## THE PROBLEM
Render the data from its start up to and including the line containing "551L120 604L135 596L125" as a two-column CSV with the headers input and output. Give one row for each input paired with its answer, wrap every field in double quotes, and replace line breaks with spaces.

>> START RECORD LIST

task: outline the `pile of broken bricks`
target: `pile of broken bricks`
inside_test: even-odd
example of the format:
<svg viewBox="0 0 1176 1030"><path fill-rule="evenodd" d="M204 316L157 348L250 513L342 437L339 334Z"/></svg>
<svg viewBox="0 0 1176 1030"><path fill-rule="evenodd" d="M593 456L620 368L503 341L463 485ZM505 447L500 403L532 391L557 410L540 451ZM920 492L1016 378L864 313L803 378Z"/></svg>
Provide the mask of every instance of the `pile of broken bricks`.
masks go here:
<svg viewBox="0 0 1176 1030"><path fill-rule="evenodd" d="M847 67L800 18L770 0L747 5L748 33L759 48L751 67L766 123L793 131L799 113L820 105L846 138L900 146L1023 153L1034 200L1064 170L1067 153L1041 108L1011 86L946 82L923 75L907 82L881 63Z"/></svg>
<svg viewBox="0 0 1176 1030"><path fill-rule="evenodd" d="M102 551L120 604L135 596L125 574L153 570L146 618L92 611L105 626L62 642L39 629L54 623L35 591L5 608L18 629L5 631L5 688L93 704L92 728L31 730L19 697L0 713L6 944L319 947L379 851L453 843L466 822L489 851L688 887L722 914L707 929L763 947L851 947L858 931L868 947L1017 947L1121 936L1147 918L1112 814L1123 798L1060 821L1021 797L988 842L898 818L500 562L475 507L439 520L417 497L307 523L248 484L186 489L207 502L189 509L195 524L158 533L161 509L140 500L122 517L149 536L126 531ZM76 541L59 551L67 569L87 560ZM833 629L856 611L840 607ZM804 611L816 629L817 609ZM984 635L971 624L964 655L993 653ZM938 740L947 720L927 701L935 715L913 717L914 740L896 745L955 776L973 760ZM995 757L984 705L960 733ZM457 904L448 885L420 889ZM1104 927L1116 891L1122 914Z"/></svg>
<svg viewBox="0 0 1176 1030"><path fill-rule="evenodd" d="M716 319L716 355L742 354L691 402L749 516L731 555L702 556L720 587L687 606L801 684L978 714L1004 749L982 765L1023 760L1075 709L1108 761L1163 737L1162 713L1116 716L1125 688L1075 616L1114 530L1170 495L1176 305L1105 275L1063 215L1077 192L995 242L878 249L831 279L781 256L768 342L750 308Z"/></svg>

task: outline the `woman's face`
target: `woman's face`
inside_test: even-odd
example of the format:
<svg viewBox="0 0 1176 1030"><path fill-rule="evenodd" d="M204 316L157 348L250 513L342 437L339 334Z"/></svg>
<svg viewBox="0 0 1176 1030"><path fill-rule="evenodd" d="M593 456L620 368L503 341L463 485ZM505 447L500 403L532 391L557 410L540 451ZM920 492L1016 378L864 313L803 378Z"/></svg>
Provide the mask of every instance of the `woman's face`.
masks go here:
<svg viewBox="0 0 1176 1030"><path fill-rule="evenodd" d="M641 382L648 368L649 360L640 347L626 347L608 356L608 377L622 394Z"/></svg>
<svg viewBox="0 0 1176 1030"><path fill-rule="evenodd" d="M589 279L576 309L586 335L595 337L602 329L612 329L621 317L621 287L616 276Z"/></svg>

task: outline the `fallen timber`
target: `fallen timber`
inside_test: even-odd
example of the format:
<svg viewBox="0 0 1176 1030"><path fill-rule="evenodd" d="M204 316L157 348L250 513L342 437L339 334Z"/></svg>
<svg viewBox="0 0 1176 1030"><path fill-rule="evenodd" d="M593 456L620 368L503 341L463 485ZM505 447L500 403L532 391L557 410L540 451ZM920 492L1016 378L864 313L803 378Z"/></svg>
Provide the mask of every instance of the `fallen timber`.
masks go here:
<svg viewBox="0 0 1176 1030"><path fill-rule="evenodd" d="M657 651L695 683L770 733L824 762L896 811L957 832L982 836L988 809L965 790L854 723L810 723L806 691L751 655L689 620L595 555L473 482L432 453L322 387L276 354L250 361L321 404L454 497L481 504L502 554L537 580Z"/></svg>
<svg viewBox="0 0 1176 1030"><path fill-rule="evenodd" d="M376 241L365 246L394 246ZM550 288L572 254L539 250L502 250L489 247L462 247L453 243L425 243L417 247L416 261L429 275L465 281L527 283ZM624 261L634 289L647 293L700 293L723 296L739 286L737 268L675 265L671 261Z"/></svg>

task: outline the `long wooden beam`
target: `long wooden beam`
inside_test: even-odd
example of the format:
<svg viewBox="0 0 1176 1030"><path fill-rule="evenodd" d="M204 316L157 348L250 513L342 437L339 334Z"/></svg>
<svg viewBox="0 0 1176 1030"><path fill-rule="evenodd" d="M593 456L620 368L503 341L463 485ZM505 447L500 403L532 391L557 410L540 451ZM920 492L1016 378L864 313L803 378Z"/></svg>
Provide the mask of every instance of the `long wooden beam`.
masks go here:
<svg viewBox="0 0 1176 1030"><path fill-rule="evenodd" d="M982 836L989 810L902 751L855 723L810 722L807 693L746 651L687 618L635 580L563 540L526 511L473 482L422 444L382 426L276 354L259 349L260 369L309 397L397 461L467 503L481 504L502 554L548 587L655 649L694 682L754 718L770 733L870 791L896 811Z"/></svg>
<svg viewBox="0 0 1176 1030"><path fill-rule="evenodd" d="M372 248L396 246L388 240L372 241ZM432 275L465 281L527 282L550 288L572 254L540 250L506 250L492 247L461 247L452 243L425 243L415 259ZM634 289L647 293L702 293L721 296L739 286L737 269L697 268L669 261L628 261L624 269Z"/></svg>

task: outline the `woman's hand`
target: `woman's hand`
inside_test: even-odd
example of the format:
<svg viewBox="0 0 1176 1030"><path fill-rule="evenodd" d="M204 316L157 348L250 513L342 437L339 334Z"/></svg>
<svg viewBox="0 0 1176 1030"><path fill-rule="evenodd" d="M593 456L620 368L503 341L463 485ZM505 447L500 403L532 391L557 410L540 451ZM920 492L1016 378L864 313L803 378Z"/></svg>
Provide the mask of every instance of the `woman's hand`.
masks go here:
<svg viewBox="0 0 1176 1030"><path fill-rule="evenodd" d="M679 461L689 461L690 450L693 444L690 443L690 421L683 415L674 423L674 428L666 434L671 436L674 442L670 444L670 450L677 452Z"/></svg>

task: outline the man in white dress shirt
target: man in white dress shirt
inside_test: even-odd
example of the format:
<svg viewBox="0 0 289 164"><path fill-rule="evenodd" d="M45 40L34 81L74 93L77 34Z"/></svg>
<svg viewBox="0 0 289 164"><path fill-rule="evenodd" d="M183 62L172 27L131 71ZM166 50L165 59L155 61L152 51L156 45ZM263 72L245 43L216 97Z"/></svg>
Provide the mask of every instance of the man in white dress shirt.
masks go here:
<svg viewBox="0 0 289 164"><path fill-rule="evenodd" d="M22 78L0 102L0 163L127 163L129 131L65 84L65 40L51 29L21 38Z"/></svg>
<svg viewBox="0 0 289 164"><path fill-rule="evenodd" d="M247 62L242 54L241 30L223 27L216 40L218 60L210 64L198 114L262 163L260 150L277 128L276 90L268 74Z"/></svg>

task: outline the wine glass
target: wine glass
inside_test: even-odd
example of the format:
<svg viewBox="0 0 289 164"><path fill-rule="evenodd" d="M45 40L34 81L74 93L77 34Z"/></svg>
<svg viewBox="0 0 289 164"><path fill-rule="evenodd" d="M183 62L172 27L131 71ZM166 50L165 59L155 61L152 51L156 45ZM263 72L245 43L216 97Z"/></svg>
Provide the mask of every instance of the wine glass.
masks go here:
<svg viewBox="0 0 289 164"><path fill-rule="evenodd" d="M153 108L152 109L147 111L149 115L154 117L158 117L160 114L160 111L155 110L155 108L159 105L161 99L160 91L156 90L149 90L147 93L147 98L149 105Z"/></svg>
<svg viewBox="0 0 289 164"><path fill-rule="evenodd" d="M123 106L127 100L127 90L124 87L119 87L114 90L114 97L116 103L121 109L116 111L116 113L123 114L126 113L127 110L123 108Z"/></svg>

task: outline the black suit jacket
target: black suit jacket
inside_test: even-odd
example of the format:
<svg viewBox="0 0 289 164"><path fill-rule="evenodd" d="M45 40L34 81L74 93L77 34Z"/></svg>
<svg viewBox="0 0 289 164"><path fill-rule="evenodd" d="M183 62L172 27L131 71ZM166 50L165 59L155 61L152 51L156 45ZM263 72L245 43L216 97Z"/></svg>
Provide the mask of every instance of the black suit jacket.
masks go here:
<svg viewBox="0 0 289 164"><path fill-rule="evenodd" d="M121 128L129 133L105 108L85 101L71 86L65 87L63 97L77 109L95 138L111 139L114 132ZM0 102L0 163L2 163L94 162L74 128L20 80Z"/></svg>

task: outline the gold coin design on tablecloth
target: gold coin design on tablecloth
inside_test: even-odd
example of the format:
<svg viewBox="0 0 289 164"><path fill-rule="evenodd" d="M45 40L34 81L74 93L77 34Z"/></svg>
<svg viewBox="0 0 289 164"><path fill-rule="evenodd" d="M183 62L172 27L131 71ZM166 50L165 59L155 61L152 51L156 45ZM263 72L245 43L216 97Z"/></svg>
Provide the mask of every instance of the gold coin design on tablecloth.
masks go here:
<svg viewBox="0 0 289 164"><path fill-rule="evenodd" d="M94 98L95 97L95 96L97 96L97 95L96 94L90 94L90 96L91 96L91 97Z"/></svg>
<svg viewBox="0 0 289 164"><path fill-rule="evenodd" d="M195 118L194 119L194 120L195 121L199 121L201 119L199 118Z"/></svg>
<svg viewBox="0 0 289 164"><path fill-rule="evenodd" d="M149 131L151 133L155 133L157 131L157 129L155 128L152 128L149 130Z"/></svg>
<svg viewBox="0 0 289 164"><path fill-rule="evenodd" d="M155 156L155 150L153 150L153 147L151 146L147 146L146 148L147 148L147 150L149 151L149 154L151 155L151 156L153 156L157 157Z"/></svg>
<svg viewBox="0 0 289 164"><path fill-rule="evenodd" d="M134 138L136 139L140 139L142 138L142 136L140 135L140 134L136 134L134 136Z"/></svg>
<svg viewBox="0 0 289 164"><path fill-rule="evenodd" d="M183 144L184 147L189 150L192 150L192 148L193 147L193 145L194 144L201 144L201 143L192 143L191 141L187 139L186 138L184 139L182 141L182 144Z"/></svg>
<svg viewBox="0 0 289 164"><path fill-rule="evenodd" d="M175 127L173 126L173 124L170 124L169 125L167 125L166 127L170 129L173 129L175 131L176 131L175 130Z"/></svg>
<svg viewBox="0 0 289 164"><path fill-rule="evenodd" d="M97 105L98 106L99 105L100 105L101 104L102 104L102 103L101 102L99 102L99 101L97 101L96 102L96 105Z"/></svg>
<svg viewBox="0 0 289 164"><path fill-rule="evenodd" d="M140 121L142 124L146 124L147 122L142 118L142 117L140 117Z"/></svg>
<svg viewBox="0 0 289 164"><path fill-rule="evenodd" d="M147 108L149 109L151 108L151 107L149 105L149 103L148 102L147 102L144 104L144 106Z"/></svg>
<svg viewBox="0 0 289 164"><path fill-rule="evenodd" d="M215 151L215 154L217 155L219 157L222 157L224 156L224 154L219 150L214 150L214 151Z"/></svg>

>> END RECORD LIST

## CORRECT RESPONSE
input,output
"task: outline the `pile of broken bricks` target: `pile of broken bricks` inside_test: even-odd example of the format: <svg viewBox=""0 0 1176 1030""><path fill-rule=""evenodd"" d=""M204 316L157 348L250 513L342 437L339 334Z""/></svg> <svg viewBox=""0 0 1176 1030""><path fill-rule=""evenodd"" d=""M593 456L620 368L503 341L463 485ZM505 447L500 403L532 391L557 410L540 451ZM920 492L1016 378L864 313L803 378Z""/></svg> Provide the mask of every instance of the `pile of broken bricks`. masks go here:","<svg viewBox=""0 0 1176 1030""><path fill-rule=""evenodd"" d=""M847 67L800 18L770 0L747 5L748 33L759 48L751 67L766 123L793 131L799 113L820 105L846 138L900 146L1023 153L1034 200L1064 170L1067 153L1041 108L1011 86L946 82L923 75L907 82L881 63Z""/></svg> <svg viewBox=""0 0 1176 1030""><path fill-rule=""evenodd"" d=""M102 551L120 604L135 596L125 574L153 570L146 618L92 611L105 626L62 642L39 629L54 623L35 591L5 608L18 629L5 631L5 688L93 704L92 728L31 730L19 697L0 713L6 944L319 947L379 851L453 843L466 822L489 851L688 887L722 914L707 929L763 947L851 947L858 931L868 947L1017 947L1121 936L1147 918L1112 814L1123 798L1060 821L1021 797L988 842L898 818L500 562L475 507L439 520L417 497L307 523L248 484L186 489L207 502L189 509L195 524L158 533L161 509L140 500L122 517L149 536L126 531ZM76 541L59 551L67 569L87 560ZM833 629L856 611L840 607ZM804 611L816 629L817 609ZM984 635L971 624L964 655L993 653ZM938 740L947 720L927 701L935 715L913 717L914 740L896 745L955 776L973 760ZM995 757L984 705L960 733ZM457 904L448 885L420 889ZM1104 927L1116 891L1122 914Z""/></svg>"